Free-text object descriptions
◇ ◇ ◇ ◇
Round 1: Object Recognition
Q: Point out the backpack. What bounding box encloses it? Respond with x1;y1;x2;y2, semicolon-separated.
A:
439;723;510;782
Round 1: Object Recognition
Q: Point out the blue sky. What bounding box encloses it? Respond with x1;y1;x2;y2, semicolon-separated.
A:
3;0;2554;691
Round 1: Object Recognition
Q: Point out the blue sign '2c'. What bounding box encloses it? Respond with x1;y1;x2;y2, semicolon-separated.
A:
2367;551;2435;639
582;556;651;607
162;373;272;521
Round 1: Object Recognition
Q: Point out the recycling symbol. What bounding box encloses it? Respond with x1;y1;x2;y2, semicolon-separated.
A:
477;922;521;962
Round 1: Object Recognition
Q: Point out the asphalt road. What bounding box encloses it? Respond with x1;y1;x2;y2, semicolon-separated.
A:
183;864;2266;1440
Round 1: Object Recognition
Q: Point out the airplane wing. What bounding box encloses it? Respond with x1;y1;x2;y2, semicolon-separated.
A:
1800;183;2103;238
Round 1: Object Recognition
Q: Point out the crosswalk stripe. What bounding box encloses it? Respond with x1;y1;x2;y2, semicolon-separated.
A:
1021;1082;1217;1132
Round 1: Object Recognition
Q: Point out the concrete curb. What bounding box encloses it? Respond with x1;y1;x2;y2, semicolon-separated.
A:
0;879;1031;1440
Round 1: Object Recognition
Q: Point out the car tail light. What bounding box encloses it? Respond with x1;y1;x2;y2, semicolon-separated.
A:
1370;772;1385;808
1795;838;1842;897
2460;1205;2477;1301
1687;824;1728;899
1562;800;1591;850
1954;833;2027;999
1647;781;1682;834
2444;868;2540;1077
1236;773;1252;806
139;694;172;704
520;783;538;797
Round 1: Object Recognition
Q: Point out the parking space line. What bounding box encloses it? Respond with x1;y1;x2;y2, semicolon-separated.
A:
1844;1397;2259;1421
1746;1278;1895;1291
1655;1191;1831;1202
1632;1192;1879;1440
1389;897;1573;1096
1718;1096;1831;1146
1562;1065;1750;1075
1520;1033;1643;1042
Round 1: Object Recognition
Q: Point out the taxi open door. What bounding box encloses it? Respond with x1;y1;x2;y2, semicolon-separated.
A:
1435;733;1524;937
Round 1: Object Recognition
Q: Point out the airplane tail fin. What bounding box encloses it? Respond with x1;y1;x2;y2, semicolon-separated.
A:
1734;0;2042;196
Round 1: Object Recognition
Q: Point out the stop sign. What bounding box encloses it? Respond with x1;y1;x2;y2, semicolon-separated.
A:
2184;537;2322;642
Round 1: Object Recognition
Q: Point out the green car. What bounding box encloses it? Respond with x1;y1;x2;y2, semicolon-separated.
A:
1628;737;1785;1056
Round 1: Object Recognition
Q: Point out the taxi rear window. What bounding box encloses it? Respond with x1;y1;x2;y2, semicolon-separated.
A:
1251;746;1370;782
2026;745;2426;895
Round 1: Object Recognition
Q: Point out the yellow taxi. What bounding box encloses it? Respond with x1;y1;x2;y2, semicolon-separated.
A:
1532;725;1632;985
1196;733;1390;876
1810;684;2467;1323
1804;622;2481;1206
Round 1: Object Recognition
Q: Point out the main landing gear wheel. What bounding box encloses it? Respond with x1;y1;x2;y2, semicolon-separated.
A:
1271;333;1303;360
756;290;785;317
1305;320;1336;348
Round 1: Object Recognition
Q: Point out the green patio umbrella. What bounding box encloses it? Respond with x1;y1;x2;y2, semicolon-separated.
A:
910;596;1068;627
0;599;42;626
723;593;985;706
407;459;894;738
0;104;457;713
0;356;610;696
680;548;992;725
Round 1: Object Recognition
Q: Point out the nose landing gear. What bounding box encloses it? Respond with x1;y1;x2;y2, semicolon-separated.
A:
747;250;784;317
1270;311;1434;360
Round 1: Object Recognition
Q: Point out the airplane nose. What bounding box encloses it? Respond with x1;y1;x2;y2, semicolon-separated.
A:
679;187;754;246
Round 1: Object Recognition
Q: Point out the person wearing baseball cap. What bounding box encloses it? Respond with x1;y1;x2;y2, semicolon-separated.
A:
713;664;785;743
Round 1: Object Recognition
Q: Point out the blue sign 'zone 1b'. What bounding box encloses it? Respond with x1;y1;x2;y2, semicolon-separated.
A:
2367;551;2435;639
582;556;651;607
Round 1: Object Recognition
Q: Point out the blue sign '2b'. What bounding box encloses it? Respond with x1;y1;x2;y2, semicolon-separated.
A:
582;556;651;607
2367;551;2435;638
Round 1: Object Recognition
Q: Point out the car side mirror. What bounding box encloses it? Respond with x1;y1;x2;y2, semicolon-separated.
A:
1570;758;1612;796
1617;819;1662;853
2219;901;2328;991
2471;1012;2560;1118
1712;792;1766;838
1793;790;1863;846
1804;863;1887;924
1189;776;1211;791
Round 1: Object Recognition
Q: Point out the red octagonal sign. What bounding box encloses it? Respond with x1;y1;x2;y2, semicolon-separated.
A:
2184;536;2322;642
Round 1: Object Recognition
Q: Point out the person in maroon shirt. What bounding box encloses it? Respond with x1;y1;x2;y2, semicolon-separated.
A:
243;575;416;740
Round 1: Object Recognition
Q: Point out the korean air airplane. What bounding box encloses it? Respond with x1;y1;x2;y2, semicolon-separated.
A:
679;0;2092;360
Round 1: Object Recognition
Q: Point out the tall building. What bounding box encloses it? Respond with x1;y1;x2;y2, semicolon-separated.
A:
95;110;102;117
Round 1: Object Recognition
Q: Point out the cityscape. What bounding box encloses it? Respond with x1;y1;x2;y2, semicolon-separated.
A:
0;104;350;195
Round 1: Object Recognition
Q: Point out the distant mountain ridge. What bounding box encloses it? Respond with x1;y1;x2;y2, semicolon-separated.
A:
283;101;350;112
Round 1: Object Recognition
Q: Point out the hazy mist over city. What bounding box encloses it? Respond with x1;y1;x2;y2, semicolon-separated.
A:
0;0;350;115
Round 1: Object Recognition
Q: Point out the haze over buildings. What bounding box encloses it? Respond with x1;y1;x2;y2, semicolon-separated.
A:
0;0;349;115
◇ ◇ ◇ ◇
The answer must be an exact transcription of every record above.

Round 1: Object Recognition
Q: Point out the backpack. What bounding box encloses it? Respond with x1;y1;x2;y2, semicolon-separated.
A:
439;723;510;782
Round 1: Object Recognition
Q: Point out the blue sky. What bounding box encloses it? Respond with x1;y1;x2;y2, semicolon-separated.
A:
3;0;2554;691
Round 1: Object Recognition
Q: Point out the blue sign '2c'. What bounding box encloses it? Respond with x1;y1;x2;y2, semicolon-separated.
A:
2367;551;2435;639
582;556;651;607
162;373;272;521
Round 1: Object Recognition
Q: Point out the recycling symbol. What bounding box encloses it? Respond with x1;y1;x2;y2, semicolon-separated.
A:
477;922;521;962
Round 1: Object Recognition
Q: Point out the asphalt road. What bounding box encloses it? Respond with x1;y1;x2;y2, semicolon-separated.
A:
183;864;2266;1440
Round 1: Object Recognition
Q: Point out the airplane wing. What bounding box encloses it? Respond with x1;y1;x2;y2, semicolon-separated.
A:
1800;183;2103;238
Round 1: Object Recognition
Q: Point out the crosswalk stripe. What bounding box encloses it? Respond with x1;y1;x2;y2, semicolon-separated.
A:
1021;1082;1217;1132
Round 1: Object Recognition
Q: Point out the concrete curb. What bounding box encloses it? Respond with x1;y1;x2;y2, semicolon-separated.
A:
0;879;1031;1440
Round 1: Object Recognition
Q: Point out the car tail light. What bounding box encloses it? Respond with x1;y1;x2;y2, semicolon-separated.
A:
1370;772;1385;808
1795;838;1842;897
2460;1205;2477;1301
1687;824;1728;899
1562;800;1591;850
1954;833;2027;999
1647;781;1682;834
2444;868;2540;1077
1236;773;1252;806
139;694;172;704
520;783;538;797
Round 1: Object Recognition
Q: Point out the parking space line. What bounding box encloses it? Respond with x1;y1;x2;y2, semicolon-separated.
A:
1844;1397;2259;1421
1746;1278;1895;1291
1655;1191;1831;1202
1632;1192;1879;1440
1389;897;1573;1096
1718;1096;1831;1146
1562;1065;1750;1075
1520;1033;1643;1042
Round 1: Object Recognition
Q: Point out the taxi open door. What bounding box encloses it? Respond with x1;y1;x2;y2, semicolon-separated.
A:
1435;733;1524;937
Round 1: Object Recognition
Q: Point out the airplane tail fin. What bounding box encloses it? Respond with x1;y1;x2;y2, semicolon-separated.
A:
1734;0;2042;196
Round 1: Object Recognition
Q: Point out the stop sign. What bounding box encloses it? Respond with x1;y1;x2;y2, semicolon-separated.
A:
2184;537;2322;642
Round 1: Object Recognition
Q: Point out the green car. What bounding box encloses it? Respond with x1;y1;x2;y2, semicolon-separated.
A:
1628;737;1785;1056
Round 1: Object Recognition
Q: Point out the taxi rear window. What bounding box encloses it? Respond with x1;y1;x2;y2, semicolon-separated.
A:
1251;746;1370;782
2026;745;2426;895
Round 1: Object Recognition
Q: Point out the yellow taxi. What bounding box encloses it? Respond with x1;y1;x2;y2, semicolon-separated.
A:
1532;725;1632;985
1196;733;1390;876
1810;684;2467;1323
1804;622;2481;1206
Round 1: Object Recognition
Q: Point out the main landing gear wheel. What bounding box encloses it? Respond with x1;y1;x2;y2, semicolon-separated.
A:
1271;333;1303;360
756;290;785;317
1305;320;1336;348
Round 1: Object Recognition
Q: Point out the green patio umbrella. What bounding box encloses it? Respond with x1;y1;x2;y2, semicolon-separated.
A:
910;596;1068;627
0;599;42;626
723;593;985;706
407;459;894;738
0;104;457;713
0;356;610;696
680;548;992;725
Round 1: Object Recognition
Q: Point out the nose landing gear. What bounding box encloses it? Respond with x1;y1;x2;y2, semicolon-separated.
A:
747;250;784;317
1270;311;1434;360
Round 1: Object Recognition
Q: Point out the airplane nose. What bounding box encloses it? Respond with x1;y1;x2;y2, semicolon-separated.
A:
679;187;754;246
Round 1: Object Recognition
Q: Point out the person wearing baseball cap. What bounding box encloses it? Respond with x1;y1;x2;y2, semicolon-separated.
A:
713;664;785;743
Round 1: Object Recognition
Q: Point out the blue sign 'zone 1b'. What bounding box encloses it? Respond with x1;y1;x2;y2, semicolon-separated.
A:
2367;551;2435;639
582;556;651;607
Round 1: Object Recognition
Q: Point out the blue sign '2b'. What bounding box encloses it? Respond with x1;y1;x2;y2, semicolon-separated.
A:
582;556;651;607
2367;551;2435;638
Round 1: Object Recognition
Q: Point out the car side mirror. What bounding box encloses it? Respond with x1;y1;x2;y2, semicolon-separated.
A:
1570;758;1612;796
1617;819;1662;853
2219;901;2328;991
2471;1012;2560;1118
1712;792;1766;838
1793;790;1863;846
1804;863;1887;924
1189;776;1211;791
Round 1: Object Recognition
Q: Point out the red octagonal sign. What bounding box encloses it? Respond with x1;y1;x2;y2, semicolon-separated.
A:
2184;536;2322;642
Round 1: Object Recognition
Q: Point out the person in maroon shirt. What bounding box encloses it? Respond with x1;y1;x2;y2, semicolon-separated.
A:
243;575;416;740
Round 1: Object Recognition
Q: Point out the korean air airplane. What bounding box encloses it? Respond with x1;y1;x2;y2, semicolon-separated.
A:
679;0;2092;360
Round 1: Object Recognition
Q: Point out the tall building. What bounding box encloses it? Respond with x1;y1;x2;y2, semicolon-separated.
A:
95;110;102;117
Round 1: Object Recognition
Q: Point out the cityscape. What bounding box encloses it? Respond with x1;y1;x2;y2, semicolon-separated.
A:
0;104;350;195
Round 1: Object Recognition
Q: Point out the distant mountain ridge. What bounding box encloses it? Respond with x1;y1;x2;y2, semicolon-separated.
A:
283;101;350;112
Round 1: Object Recognition
Q: Point out the hazy mist over city. What bounding box encloses it? Respond with x1;y1;x2;y2, semicolon-separated.
A:
0;0;350;115
Round 1: Object Recognition
Q: Point out the haze over buildings. What bounding box encloses it? Respond with x1;y1;x2;y2, semicolon-separated.
A:
0;0;349;115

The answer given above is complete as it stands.